Whenever a line in this data holds the word "background", report that line in full.

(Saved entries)
- - - - - - -

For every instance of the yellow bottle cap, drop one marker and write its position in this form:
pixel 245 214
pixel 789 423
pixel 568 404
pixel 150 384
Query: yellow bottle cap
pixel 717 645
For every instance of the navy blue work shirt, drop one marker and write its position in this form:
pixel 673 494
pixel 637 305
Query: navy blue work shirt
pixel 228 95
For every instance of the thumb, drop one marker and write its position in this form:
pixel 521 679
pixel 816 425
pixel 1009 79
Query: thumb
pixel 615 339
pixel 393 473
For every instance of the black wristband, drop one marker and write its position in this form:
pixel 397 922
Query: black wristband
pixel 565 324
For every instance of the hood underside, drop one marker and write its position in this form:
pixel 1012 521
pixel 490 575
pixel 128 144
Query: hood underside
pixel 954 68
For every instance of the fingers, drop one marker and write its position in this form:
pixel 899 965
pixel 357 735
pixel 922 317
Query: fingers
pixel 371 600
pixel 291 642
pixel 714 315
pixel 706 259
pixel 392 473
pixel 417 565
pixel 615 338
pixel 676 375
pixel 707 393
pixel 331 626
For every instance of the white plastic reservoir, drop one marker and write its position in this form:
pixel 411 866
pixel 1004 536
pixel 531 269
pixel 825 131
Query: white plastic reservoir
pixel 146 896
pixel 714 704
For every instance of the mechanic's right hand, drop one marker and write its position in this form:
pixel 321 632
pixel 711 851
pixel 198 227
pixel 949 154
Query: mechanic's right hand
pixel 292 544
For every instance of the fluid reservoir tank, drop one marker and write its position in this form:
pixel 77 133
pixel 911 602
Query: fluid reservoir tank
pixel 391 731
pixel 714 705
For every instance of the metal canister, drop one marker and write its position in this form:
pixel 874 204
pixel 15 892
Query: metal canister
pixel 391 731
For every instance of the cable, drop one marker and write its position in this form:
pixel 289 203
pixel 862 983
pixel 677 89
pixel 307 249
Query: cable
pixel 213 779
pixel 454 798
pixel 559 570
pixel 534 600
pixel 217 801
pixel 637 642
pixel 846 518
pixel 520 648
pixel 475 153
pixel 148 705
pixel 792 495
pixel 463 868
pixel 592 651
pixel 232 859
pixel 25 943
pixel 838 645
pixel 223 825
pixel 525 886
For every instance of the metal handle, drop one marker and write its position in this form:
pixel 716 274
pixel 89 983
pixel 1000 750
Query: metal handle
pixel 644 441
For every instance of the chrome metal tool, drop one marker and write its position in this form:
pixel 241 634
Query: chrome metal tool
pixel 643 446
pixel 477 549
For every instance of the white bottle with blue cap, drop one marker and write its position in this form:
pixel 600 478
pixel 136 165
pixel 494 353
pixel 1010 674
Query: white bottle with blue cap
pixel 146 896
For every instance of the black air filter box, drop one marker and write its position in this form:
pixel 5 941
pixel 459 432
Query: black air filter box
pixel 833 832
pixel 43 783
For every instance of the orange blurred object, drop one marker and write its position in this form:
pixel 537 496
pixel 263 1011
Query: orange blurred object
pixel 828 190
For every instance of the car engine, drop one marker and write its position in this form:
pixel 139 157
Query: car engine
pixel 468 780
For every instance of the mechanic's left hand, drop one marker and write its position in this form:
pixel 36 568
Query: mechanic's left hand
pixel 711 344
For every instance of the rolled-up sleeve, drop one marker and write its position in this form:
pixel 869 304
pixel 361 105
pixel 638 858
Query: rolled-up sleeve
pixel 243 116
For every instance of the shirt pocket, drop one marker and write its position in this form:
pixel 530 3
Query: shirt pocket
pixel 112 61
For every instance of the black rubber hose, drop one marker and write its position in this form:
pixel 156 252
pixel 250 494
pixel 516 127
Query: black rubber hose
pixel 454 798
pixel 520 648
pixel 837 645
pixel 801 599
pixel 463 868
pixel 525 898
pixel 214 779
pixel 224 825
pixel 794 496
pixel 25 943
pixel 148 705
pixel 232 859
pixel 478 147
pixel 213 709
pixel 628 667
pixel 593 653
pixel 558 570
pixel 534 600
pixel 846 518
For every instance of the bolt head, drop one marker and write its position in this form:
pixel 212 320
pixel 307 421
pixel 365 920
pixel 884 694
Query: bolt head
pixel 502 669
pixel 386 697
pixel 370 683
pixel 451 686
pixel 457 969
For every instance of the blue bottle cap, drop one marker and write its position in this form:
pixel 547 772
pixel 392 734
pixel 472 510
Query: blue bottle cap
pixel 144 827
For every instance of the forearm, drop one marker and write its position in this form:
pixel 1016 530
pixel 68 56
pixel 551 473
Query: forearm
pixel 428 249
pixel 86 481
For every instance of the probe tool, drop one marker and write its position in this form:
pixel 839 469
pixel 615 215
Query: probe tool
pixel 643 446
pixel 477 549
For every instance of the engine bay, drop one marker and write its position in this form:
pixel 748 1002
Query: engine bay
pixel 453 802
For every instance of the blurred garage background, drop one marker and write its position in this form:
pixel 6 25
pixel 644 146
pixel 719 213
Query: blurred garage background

- - - - - - -

• **Answer to the exercise**
For every instance of the blurred garage background, drop one marker and write its position in this form:
Query: blurred garage background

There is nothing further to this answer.